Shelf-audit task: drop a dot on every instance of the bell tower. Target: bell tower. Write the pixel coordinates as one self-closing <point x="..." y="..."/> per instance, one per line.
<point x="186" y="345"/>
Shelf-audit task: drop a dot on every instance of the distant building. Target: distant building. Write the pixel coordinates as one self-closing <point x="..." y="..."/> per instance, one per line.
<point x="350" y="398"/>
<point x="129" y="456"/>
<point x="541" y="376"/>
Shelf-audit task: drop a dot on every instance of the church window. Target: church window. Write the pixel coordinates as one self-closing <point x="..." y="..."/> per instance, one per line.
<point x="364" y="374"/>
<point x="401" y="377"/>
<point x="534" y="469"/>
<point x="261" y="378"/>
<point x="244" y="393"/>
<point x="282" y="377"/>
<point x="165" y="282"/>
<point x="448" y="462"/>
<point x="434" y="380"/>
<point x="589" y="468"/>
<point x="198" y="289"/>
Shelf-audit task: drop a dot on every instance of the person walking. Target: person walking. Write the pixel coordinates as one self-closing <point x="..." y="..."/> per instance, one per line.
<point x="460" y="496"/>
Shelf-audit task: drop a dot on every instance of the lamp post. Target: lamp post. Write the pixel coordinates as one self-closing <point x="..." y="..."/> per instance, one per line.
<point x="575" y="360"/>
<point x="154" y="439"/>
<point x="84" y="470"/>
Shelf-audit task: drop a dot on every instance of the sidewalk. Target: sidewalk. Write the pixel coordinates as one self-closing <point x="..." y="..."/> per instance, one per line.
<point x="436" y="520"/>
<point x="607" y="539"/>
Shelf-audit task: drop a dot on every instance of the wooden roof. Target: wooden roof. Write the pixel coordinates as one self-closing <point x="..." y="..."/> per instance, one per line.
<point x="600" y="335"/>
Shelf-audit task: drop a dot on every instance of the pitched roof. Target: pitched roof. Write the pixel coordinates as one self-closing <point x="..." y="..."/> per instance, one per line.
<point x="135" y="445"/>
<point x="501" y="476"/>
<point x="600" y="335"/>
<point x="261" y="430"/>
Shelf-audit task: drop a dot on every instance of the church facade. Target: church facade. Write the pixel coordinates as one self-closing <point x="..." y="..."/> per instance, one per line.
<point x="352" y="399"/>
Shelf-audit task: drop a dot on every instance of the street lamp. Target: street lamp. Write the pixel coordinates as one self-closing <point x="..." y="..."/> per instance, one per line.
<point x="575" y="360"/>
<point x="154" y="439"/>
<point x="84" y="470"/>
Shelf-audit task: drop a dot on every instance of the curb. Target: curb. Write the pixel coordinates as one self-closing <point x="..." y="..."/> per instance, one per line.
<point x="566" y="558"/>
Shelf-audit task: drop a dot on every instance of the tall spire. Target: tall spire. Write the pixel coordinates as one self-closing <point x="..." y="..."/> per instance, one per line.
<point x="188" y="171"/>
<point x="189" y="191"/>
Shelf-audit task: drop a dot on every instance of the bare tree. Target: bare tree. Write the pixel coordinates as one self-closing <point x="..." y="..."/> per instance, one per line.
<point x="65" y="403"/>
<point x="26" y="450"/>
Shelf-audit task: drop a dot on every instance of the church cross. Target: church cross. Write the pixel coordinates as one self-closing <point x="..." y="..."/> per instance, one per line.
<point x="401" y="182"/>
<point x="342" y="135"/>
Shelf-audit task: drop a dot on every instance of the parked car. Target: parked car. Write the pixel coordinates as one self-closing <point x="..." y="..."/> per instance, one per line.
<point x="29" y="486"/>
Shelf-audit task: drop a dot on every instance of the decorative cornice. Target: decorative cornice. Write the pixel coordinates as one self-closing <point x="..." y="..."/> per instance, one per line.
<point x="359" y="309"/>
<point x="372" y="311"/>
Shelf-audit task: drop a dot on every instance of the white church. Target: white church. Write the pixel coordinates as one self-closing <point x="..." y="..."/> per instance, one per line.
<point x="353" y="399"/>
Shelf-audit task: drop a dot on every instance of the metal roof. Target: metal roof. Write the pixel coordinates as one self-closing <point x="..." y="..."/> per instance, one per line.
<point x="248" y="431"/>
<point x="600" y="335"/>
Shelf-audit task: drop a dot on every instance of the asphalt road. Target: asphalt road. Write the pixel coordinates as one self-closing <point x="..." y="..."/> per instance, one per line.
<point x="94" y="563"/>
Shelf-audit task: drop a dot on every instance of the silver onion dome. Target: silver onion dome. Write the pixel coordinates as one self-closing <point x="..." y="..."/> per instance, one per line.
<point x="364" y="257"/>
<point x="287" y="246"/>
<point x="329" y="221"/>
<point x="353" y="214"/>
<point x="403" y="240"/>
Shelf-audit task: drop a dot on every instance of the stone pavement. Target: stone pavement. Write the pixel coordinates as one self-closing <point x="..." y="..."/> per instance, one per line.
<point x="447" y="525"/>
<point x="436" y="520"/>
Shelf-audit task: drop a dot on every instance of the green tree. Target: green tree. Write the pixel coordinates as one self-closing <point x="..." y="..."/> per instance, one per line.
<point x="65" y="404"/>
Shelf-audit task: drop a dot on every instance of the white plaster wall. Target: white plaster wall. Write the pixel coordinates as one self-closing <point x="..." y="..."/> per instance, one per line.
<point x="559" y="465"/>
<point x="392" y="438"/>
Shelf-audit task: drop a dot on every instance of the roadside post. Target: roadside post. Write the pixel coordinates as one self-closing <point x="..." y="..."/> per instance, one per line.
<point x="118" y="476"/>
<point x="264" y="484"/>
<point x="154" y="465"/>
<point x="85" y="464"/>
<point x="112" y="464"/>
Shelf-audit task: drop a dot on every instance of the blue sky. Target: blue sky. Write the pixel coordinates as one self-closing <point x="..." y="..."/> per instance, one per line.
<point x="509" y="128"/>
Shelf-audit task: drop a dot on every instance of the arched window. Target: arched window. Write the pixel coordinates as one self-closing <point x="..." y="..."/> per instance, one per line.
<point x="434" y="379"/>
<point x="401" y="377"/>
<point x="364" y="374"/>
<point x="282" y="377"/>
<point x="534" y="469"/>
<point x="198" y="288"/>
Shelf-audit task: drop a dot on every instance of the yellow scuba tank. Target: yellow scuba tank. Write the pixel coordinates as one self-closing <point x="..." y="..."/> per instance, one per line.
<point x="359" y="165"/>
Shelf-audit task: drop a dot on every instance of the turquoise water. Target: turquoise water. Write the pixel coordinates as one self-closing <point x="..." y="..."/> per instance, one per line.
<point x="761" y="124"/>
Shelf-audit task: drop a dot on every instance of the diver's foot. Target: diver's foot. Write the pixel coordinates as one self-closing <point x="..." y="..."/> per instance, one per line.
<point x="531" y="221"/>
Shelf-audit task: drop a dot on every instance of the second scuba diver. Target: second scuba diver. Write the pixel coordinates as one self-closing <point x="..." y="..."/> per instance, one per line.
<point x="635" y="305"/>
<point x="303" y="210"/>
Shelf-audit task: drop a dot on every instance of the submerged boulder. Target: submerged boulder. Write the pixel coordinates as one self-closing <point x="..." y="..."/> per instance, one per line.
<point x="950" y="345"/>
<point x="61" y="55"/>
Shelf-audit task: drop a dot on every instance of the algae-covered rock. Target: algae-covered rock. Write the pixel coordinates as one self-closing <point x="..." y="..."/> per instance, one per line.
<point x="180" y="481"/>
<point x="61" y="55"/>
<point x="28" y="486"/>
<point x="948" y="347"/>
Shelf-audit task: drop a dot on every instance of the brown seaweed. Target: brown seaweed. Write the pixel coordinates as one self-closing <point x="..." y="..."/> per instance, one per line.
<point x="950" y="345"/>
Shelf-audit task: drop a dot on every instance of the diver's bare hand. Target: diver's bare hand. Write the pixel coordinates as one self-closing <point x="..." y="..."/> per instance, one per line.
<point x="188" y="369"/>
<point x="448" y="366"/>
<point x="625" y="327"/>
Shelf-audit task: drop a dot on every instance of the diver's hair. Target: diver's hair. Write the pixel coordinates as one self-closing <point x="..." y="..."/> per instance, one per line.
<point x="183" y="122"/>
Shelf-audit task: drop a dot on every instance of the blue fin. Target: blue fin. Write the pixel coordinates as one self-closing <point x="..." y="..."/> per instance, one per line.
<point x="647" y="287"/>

+===+

Required work | Can you rewrite the entries starting at the line that contains "of the algae-covered" and ending at the last entry, with "drop a dot" changed to "place a marker" and everything else left as it is?

Completed exercise |
Shelf-audit task: place a marker on every instance of the algae-covered rock. Target: algae-covered rock. Write the pixel coordinates as one self-closing <point x="..." y="..."/> per instance, one per line.
<point x="180" y="481"/>
<point x="61" y="55"/>
<point x="28" y="486"/>
<point x="948" y="347"/>
Shelf-audit task: place a marker on every instance of the brown seaweed. Target: brown seaweed. Write the pixel coordinates as one self-closing <point x="..." y="..."/> per instance, one per line.
<point x="950" y="345"/>
Shelf-audit task: place a marker on every instance of the diver's bare hand. Target: diver's bare hand. Write the pixel coordinates as one self-closing <point x="..." y="..."/> per instance, one per line.
<point x="188" y="369"/>
<point x="448" y="366"/>
<point x="625" y="327"/>
Shelf-audit task: place a marker on every instance of the diver's hair. Target: diver's hair. Write the pixel coordinates as one self-closing <point x="..." y="..."/> per instance, one per line.
<point x="183" y="122"/>
Shelf-audit task: place a marker on every instance of the blue fin. Target: blue fin. Write the pixel coordinates as one self-closing <point x="..." y="..."/> per instance, one per line.
<point x="647" y="287"/>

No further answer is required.